* Page text
----

Certain monitored resources, however, may not respond to the "Ping this host" service check and require you to add a different service check to monitor that resource's availability (such as "Check TCP Port," used when ICMP requests are not allowed). This can be easily accomplished by using a customized device template applied to the particular device type of the resource. (Note: The service check you add to your custom device template to act as the host availability check must be given the name "PING" in its description field so that it overrides the "Ping this host" check provided in the "Default" device template.)

Non-"pingable" resources
If the "Ping this host" service check doesn't work for a particular managed device, you will need to add a service check of an appropriate type for that resource to act as the host availability check (for example, a "Check TCP Port" service check). This should preferably be done using a device template.

Whatever service check is ultimately used for a given resource as the host availability check, that is the service check that is executed during a "host check" (see Host Check below).

Host Check

(Note: A host check is not a type of service check. It refers to an internal system behavior related to service checks that is used to assist Netreo's incident management system.)

The term "host check" refers to the unscheduled execution of a normally scheduled host availability service check (see Host Availability Check above) already assigned to a particular resource for the purpose of immediately determining if that host is up or down. (Netreo is simply checking a host for its availability status at that moment, thus the term "host check.")

The host-checking behavior is used by Netreo's incident management system for the purposes of alert-noise reduction and root-cause analysis and relies heavily on proper device parenting.

A "host check" is triggered automatically when any service check enters a hard CRITICAL or WARNING state and generates an alarm. The hosts to be checked include the owner of the failed service check and, if that host is down, all of that host's immediate parents in the network hierarchy.

If the host owning the failed service check is determined to be "up," that information is provided to incident management.

If the host owning the failed service check is determined to be "down," then that information is provided to incident management, and the host availability service checks of any immediate parents of that host are also checked.

This process continues up the network hierarchy until Netreo discovers a parent who is up or a host that does not have any parents configured. The downed host that is the child of the available host is the root cause of the problem. That information (and the list of downed hosts) is then provided to incident management, which uses it to suppress unnecessary alert notifications.

Due to its nature, the host checking behavior is triggered by failing service checks only. No other types of monitoring check provokes the host checking behavior.

See Incident Management for more information on how host checking is used by the incident management system.

Configuration

The configurable fields for a service check can be separated into two categories:

  • Fields that are common to all service checks
  • Fields that are specific to that service check

Fields that are common to all service checks are covered below. Fields that are specific to an individual service check are covered in the documentation for that service check. See the Service Check List for individual service checks.

Fields Common to All Service Checks

These configuration fields are included on all service checks, usually after the check-specific fields.

----

* Supplied information
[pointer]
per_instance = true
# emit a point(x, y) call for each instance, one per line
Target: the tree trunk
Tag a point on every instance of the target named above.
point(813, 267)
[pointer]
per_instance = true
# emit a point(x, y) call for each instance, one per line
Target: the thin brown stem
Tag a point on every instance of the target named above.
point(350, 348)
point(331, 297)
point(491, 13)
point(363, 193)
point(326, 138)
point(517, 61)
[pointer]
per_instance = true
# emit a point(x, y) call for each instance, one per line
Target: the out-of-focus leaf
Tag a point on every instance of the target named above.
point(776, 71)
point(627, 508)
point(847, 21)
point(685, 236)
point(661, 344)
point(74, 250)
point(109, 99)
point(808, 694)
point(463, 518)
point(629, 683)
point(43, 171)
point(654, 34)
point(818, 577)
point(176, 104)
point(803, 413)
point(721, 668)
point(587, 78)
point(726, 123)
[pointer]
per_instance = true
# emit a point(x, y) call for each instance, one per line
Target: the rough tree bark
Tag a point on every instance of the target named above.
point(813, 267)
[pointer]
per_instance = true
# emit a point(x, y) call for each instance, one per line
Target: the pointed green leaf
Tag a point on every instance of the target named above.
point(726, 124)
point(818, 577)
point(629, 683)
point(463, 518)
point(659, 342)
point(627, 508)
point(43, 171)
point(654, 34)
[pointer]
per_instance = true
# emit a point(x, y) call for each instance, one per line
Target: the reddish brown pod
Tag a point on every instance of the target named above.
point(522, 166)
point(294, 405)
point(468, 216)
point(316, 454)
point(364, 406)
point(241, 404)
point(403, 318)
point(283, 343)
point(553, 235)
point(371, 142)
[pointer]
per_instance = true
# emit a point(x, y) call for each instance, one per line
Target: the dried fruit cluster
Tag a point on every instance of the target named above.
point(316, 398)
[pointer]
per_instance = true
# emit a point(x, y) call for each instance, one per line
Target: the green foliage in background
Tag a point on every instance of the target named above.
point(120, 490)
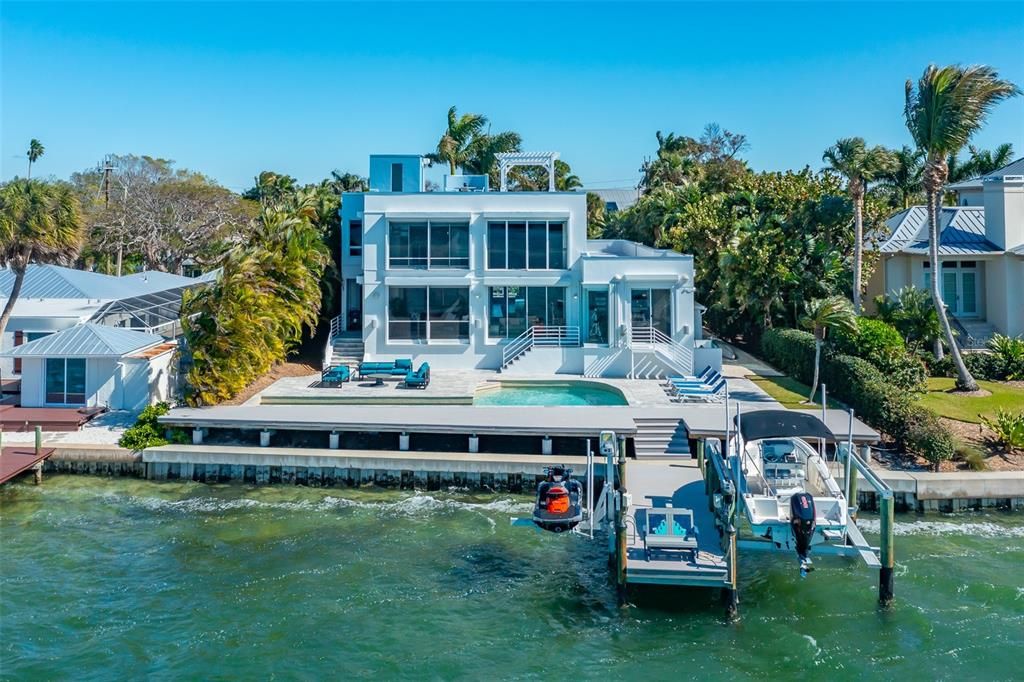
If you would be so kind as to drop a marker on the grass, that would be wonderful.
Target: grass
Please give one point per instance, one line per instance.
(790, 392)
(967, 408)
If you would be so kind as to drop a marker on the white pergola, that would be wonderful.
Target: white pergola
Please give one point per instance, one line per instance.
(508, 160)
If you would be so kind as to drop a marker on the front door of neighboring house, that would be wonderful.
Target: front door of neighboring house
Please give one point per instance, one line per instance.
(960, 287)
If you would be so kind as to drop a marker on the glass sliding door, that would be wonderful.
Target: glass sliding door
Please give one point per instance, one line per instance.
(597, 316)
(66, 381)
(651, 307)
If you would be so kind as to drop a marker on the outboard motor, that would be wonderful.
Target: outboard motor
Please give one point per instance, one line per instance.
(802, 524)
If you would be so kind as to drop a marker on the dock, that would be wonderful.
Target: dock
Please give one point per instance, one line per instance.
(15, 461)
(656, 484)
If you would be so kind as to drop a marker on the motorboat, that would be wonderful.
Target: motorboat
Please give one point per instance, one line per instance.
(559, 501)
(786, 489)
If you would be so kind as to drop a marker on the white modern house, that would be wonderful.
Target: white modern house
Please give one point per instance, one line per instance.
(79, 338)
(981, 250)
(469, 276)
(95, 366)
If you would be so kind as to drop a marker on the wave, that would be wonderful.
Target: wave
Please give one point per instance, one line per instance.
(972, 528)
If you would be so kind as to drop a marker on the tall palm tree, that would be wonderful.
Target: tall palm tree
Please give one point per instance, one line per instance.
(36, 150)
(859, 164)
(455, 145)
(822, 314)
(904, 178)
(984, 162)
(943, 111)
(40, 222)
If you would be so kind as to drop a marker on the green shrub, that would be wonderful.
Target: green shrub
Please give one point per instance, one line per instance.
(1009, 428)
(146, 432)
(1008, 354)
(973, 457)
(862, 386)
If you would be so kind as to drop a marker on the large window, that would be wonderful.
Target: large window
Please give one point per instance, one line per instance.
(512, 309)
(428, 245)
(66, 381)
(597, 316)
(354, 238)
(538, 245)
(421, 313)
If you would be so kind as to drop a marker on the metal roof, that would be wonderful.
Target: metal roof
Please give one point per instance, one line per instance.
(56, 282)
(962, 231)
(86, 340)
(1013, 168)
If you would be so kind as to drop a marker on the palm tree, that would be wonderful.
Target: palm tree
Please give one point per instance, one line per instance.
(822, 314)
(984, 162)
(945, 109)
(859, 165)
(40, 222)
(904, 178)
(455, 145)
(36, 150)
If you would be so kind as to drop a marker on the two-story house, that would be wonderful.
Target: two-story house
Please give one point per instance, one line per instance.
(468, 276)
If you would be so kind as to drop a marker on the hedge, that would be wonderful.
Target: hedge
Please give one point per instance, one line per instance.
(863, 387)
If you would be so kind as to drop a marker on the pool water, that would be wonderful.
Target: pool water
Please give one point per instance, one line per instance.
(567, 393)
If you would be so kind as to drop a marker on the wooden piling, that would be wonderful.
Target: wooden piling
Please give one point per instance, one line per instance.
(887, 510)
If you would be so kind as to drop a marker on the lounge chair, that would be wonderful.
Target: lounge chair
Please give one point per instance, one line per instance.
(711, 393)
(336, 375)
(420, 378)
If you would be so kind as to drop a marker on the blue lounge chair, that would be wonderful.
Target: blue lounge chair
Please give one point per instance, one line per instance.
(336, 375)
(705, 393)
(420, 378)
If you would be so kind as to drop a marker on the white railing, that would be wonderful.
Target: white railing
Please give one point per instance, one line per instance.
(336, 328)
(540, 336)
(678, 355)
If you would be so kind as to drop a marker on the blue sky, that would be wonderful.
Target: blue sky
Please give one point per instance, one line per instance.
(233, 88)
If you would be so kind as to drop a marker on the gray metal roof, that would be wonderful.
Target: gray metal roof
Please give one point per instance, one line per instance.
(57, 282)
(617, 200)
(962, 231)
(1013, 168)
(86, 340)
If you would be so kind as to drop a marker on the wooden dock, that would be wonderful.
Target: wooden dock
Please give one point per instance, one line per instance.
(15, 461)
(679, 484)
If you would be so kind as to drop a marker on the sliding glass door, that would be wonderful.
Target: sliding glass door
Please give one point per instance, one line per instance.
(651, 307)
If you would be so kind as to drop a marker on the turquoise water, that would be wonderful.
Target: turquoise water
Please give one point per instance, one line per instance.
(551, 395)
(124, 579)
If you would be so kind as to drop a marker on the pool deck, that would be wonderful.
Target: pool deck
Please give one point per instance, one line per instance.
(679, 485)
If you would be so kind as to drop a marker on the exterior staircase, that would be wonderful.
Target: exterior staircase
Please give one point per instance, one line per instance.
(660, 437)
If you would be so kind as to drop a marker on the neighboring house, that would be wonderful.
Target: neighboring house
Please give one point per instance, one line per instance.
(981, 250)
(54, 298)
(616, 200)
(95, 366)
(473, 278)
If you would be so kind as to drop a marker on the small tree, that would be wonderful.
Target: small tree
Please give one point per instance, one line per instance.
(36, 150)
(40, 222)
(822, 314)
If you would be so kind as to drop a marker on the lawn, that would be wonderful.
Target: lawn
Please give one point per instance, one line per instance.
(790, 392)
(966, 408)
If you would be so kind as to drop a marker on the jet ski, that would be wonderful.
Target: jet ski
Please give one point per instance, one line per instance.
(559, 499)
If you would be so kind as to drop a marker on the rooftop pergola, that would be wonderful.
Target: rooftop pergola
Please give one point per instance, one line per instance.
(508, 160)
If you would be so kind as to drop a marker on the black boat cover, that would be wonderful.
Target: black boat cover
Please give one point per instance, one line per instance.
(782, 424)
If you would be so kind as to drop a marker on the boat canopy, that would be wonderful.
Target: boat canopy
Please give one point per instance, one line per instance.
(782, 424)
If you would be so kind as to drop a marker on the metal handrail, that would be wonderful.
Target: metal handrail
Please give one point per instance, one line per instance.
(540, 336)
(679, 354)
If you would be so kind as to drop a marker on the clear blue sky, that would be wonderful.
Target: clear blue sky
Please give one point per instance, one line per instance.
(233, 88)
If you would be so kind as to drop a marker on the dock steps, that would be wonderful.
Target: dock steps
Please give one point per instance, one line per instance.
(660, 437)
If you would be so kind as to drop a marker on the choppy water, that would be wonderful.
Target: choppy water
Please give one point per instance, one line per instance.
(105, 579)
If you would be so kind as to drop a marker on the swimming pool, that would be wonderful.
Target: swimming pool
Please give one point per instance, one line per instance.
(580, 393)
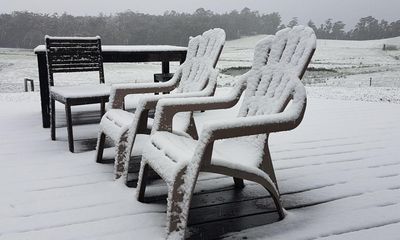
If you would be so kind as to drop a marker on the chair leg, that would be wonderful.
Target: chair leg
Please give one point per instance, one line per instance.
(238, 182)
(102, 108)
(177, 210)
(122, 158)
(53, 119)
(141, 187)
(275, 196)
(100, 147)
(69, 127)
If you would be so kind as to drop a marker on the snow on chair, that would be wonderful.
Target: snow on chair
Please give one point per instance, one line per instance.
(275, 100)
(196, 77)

----

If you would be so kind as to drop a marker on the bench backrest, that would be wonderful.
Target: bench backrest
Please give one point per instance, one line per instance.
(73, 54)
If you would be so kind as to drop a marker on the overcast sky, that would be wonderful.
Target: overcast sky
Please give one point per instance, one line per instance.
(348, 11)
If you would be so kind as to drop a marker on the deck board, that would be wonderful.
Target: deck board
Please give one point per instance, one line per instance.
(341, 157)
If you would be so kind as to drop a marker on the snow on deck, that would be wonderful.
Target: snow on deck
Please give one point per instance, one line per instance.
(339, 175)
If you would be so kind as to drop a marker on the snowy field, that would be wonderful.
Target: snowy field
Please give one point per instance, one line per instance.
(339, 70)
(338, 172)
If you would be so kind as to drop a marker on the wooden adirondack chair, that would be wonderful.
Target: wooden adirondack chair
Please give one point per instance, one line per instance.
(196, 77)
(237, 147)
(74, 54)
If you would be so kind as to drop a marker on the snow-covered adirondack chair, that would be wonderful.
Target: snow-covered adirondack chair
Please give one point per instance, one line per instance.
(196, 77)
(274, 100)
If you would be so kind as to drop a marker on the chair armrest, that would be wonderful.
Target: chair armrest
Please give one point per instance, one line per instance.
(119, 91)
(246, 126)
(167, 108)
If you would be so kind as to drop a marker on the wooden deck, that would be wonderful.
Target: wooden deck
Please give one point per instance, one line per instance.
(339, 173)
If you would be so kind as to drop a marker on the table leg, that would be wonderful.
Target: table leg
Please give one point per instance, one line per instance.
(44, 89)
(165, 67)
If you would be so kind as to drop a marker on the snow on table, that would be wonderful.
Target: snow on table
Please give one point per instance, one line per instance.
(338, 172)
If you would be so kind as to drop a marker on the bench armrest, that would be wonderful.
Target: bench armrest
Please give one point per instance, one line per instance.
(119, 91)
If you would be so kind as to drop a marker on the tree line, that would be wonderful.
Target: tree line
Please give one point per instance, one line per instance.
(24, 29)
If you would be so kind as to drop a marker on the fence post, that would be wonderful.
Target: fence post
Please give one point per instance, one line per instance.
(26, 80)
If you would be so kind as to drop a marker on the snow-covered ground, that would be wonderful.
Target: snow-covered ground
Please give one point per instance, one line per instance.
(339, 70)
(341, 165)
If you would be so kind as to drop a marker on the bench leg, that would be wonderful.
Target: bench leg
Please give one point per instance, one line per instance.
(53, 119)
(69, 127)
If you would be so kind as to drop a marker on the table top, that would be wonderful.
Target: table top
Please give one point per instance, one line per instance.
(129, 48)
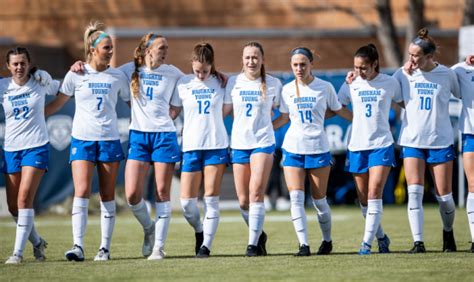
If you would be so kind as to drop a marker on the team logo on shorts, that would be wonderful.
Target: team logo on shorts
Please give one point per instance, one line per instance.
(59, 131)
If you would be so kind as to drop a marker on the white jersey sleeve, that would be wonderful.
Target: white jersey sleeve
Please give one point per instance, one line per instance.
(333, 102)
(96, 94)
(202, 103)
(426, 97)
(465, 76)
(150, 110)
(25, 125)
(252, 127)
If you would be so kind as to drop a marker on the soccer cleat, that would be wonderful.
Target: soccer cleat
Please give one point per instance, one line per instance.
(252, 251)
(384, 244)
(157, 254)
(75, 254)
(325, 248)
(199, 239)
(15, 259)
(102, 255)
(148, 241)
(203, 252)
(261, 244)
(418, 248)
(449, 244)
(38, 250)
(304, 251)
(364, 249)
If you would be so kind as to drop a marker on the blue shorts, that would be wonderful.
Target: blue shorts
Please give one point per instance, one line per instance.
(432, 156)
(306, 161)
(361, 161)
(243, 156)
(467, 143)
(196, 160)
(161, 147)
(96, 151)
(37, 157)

----

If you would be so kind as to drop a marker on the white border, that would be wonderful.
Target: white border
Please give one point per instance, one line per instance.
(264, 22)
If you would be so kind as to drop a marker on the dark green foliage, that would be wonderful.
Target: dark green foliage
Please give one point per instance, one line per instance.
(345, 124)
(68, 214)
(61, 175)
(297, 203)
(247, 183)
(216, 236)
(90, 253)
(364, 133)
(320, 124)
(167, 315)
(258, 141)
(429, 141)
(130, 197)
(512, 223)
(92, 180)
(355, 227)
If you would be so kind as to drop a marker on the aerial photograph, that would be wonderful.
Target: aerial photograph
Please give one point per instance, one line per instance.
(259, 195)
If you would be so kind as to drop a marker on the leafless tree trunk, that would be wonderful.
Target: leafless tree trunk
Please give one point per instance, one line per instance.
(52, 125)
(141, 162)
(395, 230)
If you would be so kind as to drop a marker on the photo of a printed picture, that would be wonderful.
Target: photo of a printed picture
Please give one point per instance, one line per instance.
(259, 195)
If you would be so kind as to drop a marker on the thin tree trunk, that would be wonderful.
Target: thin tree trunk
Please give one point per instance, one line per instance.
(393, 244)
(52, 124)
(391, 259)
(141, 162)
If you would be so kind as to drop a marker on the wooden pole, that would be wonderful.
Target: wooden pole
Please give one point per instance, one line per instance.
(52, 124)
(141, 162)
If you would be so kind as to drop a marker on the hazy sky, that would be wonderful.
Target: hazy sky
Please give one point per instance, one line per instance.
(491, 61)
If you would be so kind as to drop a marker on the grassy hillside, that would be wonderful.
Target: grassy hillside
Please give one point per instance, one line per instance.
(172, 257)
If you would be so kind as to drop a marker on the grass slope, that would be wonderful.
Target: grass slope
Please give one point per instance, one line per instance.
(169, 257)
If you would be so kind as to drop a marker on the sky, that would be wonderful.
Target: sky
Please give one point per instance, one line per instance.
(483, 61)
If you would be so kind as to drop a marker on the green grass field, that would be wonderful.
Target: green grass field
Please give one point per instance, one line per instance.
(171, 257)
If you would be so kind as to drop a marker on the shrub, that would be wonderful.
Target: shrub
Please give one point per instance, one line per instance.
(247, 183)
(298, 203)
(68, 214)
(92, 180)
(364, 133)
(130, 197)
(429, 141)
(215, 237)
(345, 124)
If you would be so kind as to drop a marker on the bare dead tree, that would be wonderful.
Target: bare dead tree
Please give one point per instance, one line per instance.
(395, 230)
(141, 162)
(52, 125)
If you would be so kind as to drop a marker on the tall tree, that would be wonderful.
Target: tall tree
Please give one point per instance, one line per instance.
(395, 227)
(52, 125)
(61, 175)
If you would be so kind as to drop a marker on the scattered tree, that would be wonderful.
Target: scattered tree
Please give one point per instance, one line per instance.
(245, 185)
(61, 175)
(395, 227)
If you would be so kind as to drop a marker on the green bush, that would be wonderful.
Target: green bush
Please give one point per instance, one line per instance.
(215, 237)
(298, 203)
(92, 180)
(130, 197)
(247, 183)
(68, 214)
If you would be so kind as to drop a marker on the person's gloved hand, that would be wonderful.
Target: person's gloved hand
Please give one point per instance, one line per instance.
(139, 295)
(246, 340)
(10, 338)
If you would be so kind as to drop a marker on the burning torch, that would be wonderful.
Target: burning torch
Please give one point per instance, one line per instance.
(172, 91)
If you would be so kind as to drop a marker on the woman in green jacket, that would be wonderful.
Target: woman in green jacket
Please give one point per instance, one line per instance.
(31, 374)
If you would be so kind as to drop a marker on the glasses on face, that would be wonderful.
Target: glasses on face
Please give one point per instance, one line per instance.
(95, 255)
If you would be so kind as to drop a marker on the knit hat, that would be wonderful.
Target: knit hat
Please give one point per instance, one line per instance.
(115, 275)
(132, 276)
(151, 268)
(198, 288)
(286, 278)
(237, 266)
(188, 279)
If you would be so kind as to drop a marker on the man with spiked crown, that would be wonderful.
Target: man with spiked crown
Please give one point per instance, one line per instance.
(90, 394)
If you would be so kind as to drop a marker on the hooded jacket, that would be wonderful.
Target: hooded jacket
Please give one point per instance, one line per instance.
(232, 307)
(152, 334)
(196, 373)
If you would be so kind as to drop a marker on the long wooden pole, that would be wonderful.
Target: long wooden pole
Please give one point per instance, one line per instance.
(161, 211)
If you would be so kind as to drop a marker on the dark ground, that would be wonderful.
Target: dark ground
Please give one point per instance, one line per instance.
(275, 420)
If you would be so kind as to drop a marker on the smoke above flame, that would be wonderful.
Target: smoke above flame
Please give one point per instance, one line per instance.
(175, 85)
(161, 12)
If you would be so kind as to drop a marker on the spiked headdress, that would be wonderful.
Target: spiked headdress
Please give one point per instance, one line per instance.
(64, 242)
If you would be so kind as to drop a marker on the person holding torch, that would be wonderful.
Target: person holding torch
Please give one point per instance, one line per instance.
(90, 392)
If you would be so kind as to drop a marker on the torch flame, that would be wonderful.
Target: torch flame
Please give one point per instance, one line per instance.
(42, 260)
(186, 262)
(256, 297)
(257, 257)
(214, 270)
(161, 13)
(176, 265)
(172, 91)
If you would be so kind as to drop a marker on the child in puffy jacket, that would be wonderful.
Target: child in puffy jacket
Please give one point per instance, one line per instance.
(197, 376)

----

* Your goal
Answer these about the text on Netreo host checks:
1. What name must go in the description field of a service check added to a custom device template to serve as the host availability check?
2. What event triggers a host check automatically?
3. At what point does the checking stop moving up the network hierarchy?
The records have nothing to do with what follows.

* Task result
1. "PING"
2. Any service check entering a hard CRITICAL or WARNING state and generating an alarm.
3. When Netreo finds a parent that is up or a host that has no parents configured.